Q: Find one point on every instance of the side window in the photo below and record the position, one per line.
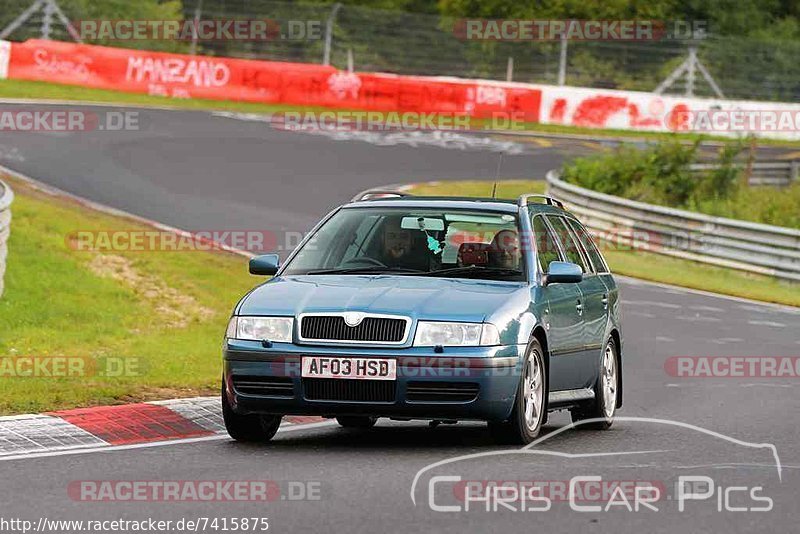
(570, 243)
(589, 246)
(546, 246)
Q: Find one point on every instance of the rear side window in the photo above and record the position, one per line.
(546, 245)
(570, 243)
(589, 246)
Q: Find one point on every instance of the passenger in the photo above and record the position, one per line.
(504, 251)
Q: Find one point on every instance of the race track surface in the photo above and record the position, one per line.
(198, 170)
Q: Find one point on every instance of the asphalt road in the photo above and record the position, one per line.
(199, 171)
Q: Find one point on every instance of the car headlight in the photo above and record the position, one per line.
(260, 328)
(431, 334)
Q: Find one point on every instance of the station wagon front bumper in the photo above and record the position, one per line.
(460, 383)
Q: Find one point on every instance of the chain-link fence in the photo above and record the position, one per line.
(386, 41)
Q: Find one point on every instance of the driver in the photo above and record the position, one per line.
(504, 251)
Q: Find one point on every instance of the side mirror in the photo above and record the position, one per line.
(563, 272)
(265, 265)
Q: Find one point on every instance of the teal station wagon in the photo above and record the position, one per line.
(442, 309)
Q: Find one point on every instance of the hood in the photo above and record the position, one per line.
(443, 299)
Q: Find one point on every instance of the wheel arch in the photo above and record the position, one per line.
(618, 343)
(538, 333)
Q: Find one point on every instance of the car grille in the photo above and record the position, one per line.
(270, 386)
(371, 329)
(442, 391)
(341, 389)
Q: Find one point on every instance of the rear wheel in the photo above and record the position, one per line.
--------------------
> _Work task_
Beginning with the line that contains "Q: Find one point on every instance of the driver", return every line through the end of the data above, exactly as written.

> _Solution below_
Q: Find one point on every instance of the driver in the photo above and record the position, one per line.
(504, 251)
Q: Find one point on every instance of the side mirror in the photo above and record the position, one per line.
(563, 272)
(265, 265)
Q: Find one point on every instance of the teal station wagon in the photo above and record the position, one per line.
(442, 309)
Q: Find one point on every instance of the hood in the photo above and record the position, one per line.
(443, 299)
Q: Find one point on every instance of the wheel arch in the photo above and record the position, one per line.
(618, 343)
(538, 333)
Q: Find one point on every instance of the car grille in the photo above and record the position, one per line.
(270, 386)
(371, 329)
(442, 391)
(341, 389)
Q: Find one point on every instance of the rear wheel in the photo above and record the position, one per line.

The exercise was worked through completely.